Copy out, character for character, the lines of the listing below, starting with the line that contains "[Batch spec] Target class: eroded" and going on through the line that contains "[[128, 0, 840, 415]]".

*** DATA SUPPLIED ***

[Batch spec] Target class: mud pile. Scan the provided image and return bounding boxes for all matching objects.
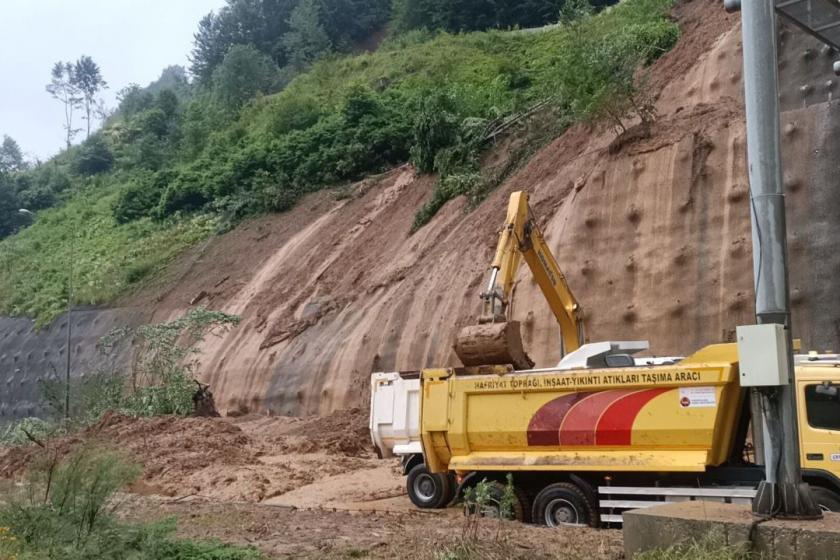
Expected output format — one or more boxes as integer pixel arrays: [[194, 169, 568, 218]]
[[115, 0, 840, 416]]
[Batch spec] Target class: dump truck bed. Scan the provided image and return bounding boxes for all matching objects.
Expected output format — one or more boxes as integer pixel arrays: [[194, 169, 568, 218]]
[[421, 344, 743, 473]]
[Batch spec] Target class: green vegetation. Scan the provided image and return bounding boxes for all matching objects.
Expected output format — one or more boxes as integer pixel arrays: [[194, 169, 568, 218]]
[[633, 538, 756, 560], [0, 447, 263, 560], [0, 307, 239, 446], [0, 0, 678, 324]]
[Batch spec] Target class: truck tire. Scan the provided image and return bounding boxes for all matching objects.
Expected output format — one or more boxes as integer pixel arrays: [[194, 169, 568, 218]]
[[531, 482, 597, 527], [811, 486, 840, 512], [465, 481, 531, 523], [406, 465, 453, 509]]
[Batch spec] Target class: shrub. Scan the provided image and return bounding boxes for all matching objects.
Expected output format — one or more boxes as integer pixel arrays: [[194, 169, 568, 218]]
[[73, 134, 114, 175], [0, 447, 262, 560], [213, 45, 278, 111], [113, 172, 172, 224], [101, 307, 239, 419]]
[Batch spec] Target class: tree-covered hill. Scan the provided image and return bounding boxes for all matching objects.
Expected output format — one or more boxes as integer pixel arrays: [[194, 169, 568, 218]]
[[0, 0, 678, 323]]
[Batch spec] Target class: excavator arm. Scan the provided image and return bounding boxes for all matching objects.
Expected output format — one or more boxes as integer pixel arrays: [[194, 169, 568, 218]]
[[455, 192, 584, 368]]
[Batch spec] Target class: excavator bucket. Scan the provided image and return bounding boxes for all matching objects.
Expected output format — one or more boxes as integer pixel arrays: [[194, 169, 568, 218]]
[[453, 321, 534, 370]]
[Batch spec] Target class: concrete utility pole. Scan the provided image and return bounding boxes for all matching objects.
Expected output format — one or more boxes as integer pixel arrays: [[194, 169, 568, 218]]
[[726, 0, 821, 519]]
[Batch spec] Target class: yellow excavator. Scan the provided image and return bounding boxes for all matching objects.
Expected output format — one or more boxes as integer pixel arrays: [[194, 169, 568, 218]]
[[454, 191, 585, 369]]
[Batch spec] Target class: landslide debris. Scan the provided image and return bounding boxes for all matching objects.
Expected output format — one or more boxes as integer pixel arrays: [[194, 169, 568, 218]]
[[0, 409, 374, 502]]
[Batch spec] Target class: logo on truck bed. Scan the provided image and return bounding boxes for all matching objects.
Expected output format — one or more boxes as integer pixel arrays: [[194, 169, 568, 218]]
[[528, 388, 673, 446]]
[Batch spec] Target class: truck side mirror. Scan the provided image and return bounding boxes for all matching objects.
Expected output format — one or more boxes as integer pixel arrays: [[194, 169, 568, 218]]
[[605, 354, 636, 367], [816, 381, 838, 399]]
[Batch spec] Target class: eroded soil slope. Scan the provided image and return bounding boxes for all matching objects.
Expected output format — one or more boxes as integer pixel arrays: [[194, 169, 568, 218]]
[[128, 0, 840, 415]]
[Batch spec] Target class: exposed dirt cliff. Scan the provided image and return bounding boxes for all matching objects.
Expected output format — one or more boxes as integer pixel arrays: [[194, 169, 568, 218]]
[[123, 0, 840, 414]]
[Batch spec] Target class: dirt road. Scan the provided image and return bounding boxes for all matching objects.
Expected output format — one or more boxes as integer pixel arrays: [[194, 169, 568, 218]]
[[126, 497, 623, 560], [0, 410, 621, 560]]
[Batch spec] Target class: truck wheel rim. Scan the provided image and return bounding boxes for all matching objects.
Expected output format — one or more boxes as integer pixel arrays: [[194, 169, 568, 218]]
[[414, 474, 435, 502], [545, 498, 581, 527]]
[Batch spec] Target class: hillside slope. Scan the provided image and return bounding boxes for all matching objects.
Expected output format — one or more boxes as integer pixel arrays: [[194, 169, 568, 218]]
[[6, 0, 840, 422], [116, 0, 840, 414]]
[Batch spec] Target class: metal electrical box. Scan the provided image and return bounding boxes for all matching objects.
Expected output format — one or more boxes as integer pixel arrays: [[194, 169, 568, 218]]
[[738, 325, 790, 387]]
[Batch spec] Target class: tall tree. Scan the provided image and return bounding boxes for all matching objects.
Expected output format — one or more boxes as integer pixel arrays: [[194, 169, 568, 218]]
[[283, 0, 331, 70], [47, 61, 84, 150], [71, 55, 108, 138], [0, 135, 27, 173]]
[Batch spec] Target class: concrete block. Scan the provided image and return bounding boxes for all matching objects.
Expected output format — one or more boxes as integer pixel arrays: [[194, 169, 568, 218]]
[[624, 501, 840, 560]]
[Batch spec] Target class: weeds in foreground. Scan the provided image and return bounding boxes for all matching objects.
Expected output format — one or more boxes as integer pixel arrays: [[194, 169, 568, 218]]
[[0, 447, 263, 560], [633, 537, 756, 560]]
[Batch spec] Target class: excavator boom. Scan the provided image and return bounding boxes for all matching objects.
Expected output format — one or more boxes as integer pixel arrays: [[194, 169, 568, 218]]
[[455, 191, 584, 369]]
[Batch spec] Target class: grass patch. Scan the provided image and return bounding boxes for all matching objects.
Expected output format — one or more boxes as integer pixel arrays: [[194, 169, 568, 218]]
[[0, 447, 263, 560], [0, 178, 216, 326], [633, 538, 758, 560]]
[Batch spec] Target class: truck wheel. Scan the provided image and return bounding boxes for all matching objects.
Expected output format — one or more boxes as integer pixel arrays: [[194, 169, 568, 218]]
[[466, 481, 530, 523], [531, 482, 595, 527], [811, 486, 840, 512], [406, 465, 453, 509]]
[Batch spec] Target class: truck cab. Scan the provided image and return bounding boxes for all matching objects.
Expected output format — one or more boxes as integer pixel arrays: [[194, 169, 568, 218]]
[[796, 354, 840, 509]]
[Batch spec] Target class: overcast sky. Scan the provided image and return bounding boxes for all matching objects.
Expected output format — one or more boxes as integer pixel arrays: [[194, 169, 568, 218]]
[[0, 0, 225, 159]]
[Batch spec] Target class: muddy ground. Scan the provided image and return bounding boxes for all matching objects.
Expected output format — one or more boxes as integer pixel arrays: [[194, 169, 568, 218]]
[[0, 410, 622, 560]]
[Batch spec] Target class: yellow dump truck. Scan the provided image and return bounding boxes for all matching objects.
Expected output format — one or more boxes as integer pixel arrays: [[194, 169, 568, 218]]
[[409, 343, 840, 526], [370, 192, 840, 526]]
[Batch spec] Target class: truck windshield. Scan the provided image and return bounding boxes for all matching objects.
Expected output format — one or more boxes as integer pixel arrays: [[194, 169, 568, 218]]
[[805, 385, 840, 430]]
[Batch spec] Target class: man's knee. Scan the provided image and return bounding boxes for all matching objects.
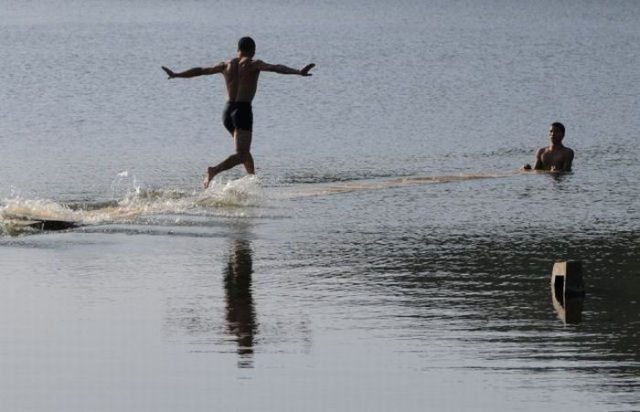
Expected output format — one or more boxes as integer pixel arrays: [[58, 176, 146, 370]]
[[236, 150, 251, 163]]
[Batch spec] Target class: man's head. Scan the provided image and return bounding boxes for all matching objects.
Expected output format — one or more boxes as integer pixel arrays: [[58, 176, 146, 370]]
[[549, 122, 564, 144], [238, 37, 256, 57]]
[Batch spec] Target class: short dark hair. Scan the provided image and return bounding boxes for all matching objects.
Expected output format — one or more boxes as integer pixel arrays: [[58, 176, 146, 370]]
[[551, 122, 564, 137], [238, 37, 256, 54]]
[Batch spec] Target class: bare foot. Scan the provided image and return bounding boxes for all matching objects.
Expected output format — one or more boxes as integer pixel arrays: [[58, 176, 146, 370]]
[[202, 167, 216, 189]]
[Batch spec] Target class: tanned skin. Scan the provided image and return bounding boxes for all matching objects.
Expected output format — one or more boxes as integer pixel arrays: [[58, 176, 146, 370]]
[[162, 40, 315, 188], [523, 125, 574, 172]]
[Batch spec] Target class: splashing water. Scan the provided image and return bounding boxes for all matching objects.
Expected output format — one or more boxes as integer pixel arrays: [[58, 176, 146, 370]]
[[0, 176, 263, 234]]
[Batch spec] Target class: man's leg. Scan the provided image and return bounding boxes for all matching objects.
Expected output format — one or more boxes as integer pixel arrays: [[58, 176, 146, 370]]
[[204, 129, 255, 189]]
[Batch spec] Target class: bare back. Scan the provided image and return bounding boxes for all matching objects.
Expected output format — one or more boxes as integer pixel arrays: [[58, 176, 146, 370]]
[[223, 57, 260, 102]]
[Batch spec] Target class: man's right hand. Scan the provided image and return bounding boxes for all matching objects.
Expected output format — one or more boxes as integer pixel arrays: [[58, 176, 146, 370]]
[[162, 66, 176, 79]]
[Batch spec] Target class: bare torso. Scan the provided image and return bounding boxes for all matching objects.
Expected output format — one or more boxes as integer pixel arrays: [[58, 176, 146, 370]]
[[223, 57, 260, 102], [535, 146, 573, 172]]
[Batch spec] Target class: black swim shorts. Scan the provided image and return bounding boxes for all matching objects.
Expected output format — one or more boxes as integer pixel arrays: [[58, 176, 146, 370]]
[[222, 102, 253, 134]]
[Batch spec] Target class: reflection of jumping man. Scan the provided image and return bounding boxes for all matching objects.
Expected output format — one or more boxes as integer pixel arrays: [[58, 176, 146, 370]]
[[162, 37, 315, 188], [224, 240, 257, 367]]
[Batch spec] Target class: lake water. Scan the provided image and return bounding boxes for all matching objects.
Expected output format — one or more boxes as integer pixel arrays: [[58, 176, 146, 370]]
[[0, 0, 640, 411]]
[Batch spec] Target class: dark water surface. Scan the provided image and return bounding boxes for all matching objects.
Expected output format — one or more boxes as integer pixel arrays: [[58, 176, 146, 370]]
[[0, 0, 640, 411]]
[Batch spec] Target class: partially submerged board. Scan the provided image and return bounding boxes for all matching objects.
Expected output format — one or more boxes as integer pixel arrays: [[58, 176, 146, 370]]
[[3, 215, 80, 230]]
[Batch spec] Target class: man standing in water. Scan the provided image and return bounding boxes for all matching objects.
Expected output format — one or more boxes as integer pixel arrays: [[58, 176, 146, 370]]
[[523, 122, 573, 172], [162, 37, 315, 188]]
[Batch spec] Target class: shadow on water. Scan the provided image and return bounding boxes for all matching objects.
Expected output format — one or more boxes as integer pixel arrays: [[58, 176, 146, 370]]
[[224, 238, 257, 368]]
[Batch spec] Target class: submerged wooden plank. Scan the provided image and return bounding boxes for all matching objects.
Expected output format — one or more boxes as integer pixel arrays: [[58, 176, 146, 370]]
[[551, 260, 584, 323]]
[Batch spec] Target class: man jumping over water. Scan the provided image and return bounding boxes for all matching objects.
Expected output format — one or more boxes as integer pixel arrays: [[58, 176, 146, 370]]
[[162, 37, 315, 189]]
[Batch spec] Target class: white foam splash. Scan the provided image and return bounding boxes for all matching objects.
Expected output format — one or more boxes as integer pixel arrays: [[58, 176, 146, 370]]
[[0, 176, 262, 232]]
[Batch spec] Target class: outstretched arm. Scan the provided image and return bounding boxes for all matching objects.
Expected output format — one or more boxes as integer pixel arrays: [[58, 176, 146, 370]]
[[162, 62, 226, 79], [256, 60, 316, 77]]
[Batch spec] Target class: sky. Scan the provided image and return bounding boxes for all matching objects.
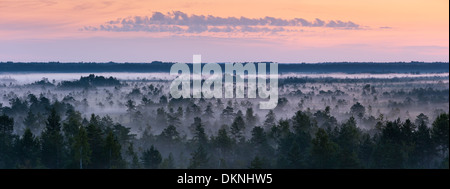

***

# EXERCISE ANSWER
[Batch spec] Target class: eroded soil slope. Scan the provided image and return bounding boxes for all matching objects.
Expected output format — one or more boxes as integer pixel arrays: [[194, 169, 568, 218]]
[[128, 0, 840, 415]]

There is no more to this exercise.